Exercise directions:
Could you write out the rows below word for word, starting with the line that contains "If you could put a dot on the bearded" and continuing through the last row?
····················
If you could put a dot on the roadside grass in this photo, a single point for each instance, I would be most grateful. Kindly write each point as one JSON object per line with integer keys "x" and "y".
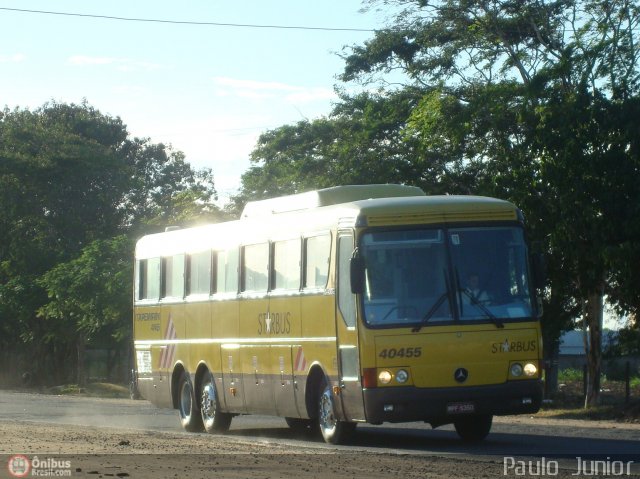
{"x": 568, "y": 401}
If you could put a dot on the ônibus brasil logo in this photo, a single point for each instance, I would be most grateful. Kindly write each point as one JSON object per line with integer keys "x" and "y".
{"x": 19, "y": 466}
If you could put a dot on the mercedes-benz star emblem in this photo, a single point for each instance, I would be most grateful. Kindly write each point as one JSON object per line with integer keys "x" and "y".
{"x": 461, "y": 375}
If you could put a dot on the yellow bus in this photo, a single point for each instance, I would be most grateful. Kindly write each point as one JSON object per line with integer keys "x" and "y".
{"x": 353, "y": 304}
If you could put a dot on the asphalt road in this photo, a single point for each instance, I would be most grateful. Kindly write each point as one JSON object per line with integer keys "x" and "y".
{"x": 516, "y": 437}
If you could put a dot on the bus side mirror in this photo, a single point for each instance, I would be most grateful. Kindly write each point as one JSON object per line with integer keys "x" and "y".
{"x": 356, "y": 265}
{"x": 539, "y": 265}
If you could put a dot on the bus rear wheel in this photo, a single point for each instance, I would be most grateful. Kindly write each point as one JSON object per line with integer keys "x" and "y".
{"x": 213, "y": 419}
{"x": 333, "y": 430}
{"x": 474, "y": 428}
{"x": 187, "y": 406}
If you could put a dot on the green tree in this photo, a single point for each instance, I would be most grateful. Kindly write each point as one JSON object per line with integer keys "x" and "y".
{"x": 71, "y": 176}
{"x": 90, "y": 295}
{"x": 540, "y": 96}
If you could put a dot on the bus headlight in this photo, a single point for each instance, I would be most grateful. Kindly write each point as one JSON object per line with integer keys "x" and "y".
{"x": 516, "y": 370}
{"x": 530, "y": 369}
{"x": 384, "y": 377}
{"x": 402, "y": 376}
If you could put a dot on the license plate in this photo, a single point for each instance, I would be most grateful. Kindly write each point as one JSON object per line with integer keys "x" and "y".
{"x": 461, "y": 408}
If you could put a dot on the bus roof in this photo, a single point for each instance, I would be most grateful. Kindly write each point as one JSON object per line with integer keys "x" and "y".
{"x": 345, "y": 206}
{"x": 326, "y": 197}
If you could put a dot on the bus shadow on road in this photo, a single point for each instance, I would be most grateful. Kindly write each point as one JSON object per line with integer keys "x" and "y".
{"x": 447, "y": 442}
{"x": 499, "y": 444}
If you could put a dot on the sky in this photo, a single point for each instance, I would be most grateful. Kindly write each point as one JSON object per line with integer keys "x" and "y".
{"x": 209, "y": 91}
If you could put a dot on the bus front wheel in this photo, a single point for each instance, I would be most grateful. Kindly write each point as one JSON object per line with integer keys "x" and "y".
{"x": 187, "y": 406}
{"x": 213, "y": 419}
{"x": 333, "y": 430}
{"x": 474, "y": 428}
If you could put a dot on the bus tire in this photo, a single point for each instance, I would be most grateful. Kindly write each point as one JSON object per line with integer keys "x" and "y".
{"x": 474, "y": 428}
{"x": 187, "y": 405}
{"x": 213, "y": 420}
{"x": 333, "y": 430}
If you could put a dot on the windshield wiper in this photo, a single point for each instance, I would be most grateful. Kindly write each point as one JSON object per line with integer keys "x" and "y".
{"x": 478, "y": 304}
{"x": 432, "y": 310}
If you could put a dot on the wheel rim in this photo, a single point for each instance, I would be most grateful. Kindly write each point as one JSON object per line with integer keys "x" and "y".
{"x": 208, "y": 402}
{"x": 185, "y": 399}
{"x": 327, "y": 418}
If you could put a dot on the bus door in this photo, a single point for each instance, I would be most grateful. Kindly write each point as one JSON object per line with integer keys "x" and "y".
{"x": 347, "y": 334}
{"x": 256, "y": 329}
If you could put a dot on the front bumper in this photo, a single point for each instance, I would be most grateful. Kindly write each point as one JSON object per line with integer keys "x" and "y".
{"x": 436, "y": 405}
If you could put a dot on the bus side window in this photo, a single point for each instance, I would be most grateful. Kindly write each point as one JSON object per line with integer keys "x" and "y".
{"x": 226, "y": 271}
{"x": 255, "y": 267}
{"x": 317, "y": 251}
{"x": 149, "y": 278}
{"x": 286, "y": 264}
{"x": 173, "y": 276}
{"x": 199, "y": 269}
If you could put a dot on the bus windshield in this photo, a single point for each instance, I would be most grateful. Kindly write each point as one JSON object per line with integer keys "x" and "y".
{"x": 435, "y": 276}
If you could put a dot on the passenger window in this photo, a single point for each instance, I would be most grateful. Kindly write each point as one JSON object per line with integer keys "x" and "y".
{"x": 227, "y": 271}
{"x": 255, "y": 268}
{"x": 317, "y": 250}
{"x": 199, "y": 278}
{"x": 149, "y": 278}
{"x": 173, "y": 276}
{"x": 286, "y": 264}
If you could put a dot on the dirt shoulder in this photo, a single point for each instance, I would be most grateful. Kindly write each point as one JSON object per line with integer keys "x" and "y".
{"x": 104, "y": 452}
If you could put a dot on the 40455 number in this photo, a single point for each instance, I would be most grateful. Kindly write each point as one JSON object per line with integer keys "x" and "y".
{"x": 392, "y": 353}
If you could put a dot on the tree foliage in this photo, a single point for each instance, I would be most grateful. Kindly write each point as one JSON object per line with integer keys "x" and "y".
{"x": 526, "y": 100}
{"x": 72, "y": 183}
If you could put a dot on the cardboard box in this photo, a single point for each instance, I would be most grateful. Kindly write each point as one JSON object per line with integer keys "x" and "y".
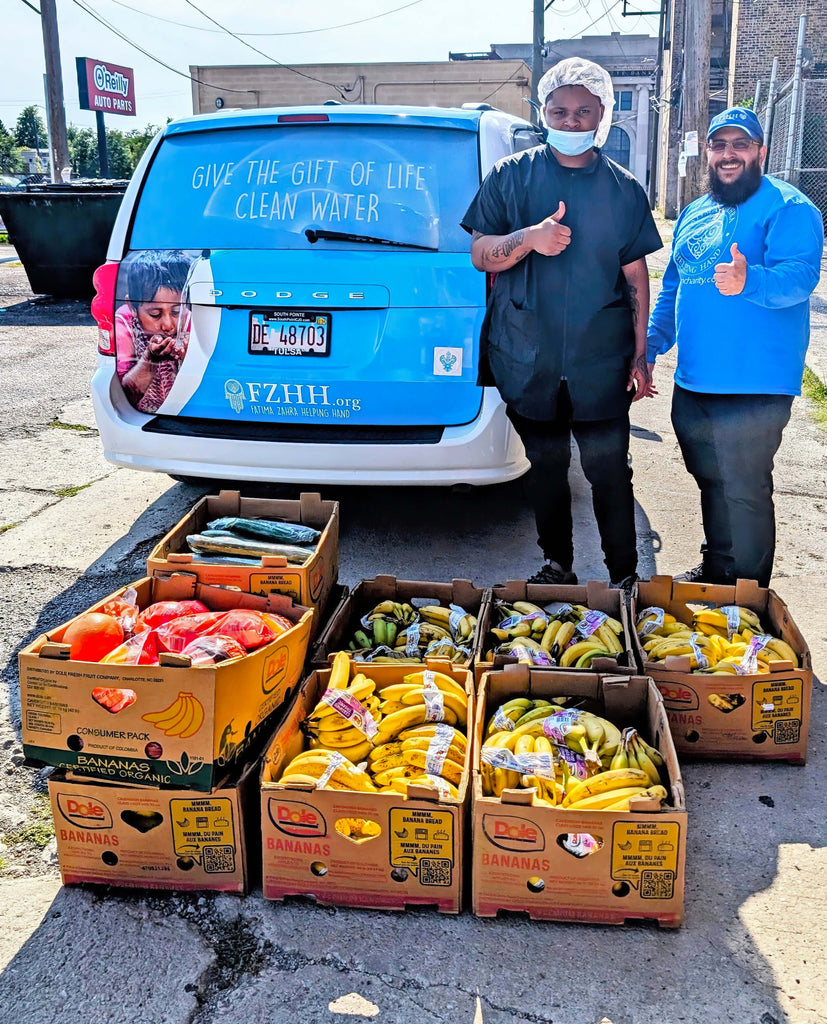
{"x": 144, "y": 838}
{"x": 308, "y": 585}
{"x": 595, "y": 594}
{"x": 63, "y": 726}
{"x": 366, "y": 594}
{"x": 773, "y": 719}
{"x": 418, "y": 858}
{"x": 517, "y": 860}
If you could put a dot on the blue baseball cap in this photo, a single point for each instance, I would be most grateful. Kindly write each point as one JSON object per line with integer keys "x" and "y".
{"x": 737, "y": 117}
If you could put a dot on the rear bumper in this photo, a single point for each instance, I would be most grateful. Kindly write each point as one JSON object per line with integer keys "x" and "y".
{"x": 485, "y": 451}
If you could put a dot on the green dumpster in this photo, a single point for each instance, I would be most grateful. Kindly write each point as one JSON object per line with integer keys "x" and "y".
{"x": 61, "y": 232}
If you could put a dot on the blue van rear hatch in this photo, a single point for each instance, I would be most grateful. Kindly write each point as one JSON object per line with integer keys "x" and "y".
{"x": 331, "y": 280}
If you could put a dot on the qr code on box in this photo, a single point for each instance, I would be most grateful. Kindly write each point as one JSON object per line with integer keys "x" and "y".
{"x": 435, "y": 871}
{"x": 657, "y": 885}
{"x": 219, "y": 859}
{"x": 787, "y": 730}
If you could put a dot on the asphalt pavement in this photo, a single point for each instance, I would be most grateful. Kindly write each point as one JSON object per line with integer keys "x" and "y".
{"x": 751, "y": 947}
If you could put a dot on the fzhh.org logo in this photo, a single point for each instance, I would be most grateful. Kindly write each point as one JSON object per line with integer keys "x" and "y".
{"x": 233, "y": 392}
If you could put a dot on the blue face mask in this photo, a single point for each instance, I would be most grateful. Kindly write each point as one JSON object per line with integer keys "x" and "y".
{"x": 570, "y": 143}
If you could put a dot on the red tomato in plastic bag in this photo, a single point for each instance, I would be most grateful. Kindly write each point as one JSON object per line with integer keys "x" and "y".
{"x": 213, "y": 649}
{"x": 177, "y": 633}
{"x": 164, "y": 611}
{"x": 140, "y": 649}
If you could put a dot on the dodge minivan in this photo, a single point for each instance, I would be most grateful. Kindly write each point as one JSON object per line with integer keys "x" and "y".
{"x": 289, "y": 297}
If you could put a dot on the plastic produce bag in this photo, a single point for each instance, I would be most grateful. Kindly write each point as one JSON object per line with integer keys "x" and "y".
{"x": 139, "y": 649}
{"x": 213, "y": 649}
{"x": 163, "y": 611}
{"x": 267, "y": 529}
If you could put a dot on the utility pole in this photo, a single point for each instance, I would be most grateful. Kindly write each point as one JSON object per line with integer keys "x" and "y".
{"x": 54, "y": 89}
{"x": 536, "y": 47}
{"x": 697, "y": 39}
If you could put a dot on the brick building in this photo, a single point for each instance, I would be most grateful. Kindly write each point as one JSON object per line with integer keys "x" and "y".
{"x": 763, "y": 30}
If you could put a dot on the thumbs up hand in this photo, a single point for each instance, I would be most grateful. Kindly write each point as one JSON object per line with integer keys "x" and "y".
{"x": 550, "y": 237}
{"x": 731, "y": 278}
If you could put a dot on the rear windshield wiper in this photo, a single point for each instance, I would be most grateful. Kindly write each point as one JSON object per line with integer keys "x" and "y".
{"x": 313, "y": 235}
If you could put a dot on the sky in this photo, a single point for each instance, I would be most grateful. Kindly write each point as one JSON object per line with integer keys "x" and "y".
{"x": 179, "y": 33}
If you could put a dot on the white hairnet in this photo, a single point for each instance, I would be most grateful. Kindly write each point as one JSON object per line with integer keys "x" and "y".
{"x": 576, "y": 71}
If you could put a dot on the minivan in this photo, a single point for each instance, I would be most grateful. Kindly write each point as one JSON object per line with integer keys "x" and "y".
{"x": 289, "y": 297}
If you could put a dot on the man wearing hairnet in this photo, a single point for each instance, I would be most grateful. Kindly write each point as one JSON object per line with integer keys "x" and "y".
{"x": 567, "y": 230}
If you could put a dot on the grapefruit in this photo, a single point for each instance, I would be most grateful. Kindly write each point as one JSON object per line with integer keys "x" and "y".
{"x": 92, "y": 636}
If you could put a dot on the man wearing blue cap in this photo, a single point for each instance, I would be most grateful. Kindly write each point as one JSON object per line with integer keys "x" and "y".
{"x": 736, "y": 299}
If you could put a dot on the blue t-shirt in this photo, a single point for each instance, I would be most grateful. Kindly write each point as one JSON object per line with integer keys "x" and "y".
{"x": 752, "y": 343}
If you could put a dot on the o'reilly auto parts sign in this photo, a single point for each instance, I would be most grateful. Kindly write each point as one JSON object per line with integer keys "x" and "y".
{"x": 104, "y": 87}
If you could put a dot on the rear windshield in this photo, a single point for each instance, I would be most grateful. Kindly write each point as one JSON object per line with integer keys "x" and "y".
{"x": 263, "y": 187}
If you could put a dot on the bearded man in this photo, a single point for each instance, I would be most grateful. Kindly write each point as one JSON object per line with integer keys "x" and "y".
{"x": 736, "y": 300}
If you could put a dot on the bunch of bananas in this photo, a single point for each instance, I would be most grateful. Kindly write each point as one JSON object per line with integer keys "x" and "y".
{"x": 562, "y": 634}
{"x": 729, "y": 641}
{"x": 408, "y": 732}
{"x": 394, "y": 632}
{"x": 571, "y": 759}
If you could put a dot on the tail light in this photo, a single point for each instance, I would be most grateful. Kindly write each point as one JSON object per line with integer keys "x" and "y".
{"x": 104, "y": 280}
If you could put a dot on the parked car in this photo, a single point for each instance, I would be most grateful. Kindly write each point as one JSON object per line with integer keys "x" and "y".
{"x": 289, "y": 297}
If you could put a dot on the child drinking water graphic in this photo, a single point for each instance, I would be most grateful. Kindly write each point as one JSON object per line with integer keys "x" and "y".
{"x": 151, "y": 327}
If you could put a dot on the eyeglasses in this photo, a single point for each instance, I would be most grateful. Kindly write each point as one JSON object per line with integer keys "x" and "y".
{"x": 738, "y": 144}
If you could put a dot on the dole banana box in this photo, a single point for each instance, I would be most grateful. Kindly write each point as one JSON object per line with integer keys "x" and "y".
····················
Reply:
If you could put a dot on the bearded man in this photo, a single point for each instance, I would be most grateful. Kindly write each point as one JSON object per line with integer keys "x" and "y".
{"x": 736, "y": 300}
If you could put a dot on the bunch of bananas in this photo, a single point for each instance, I would be most grateful. Kindly write each point as one JSON object per line with integer keys "x" and "y".
{"x": 562, "y": 634}
{"x": 729, "y": 641}
{"x": 408, "y": 732}
{"x": 394, "y": 632}
{"x": 571, "y": 759}
If you could put a dot on the tail light in this photo, a single point for each instance, I would be most grateful. Kindly write each point as one JSON object per line with integer keys "x" and "y".
{"x": 104, "y": 280}
If you could put a dot on the parked car in this photo, a single point for each instance, I would be most grateful. Kindly write each point as one JSON object per line with integer keys "x" and "y".
{"x": 289, "y": 297}
If you could put a dot on the child drinking water graphic in this photo, a single point for each instance, I would be most grateful. Kindly write each point as one JSON object per line with integer keys "x" and "y".
{"x": 151, "y": 327}
If you could put a dot on the eyeglasses in this photo, a single point for each instance, I would be most grateful. Kindly write each point as one JSON object per line with integer keys "x" and "y".
{"x": 738, "y": 144}
If you could put a dot on the dole banana box in this photo, a single point for each instance, I would be most grateful. Kindly write each point as one JSON object per line with integer keys "x" and "y".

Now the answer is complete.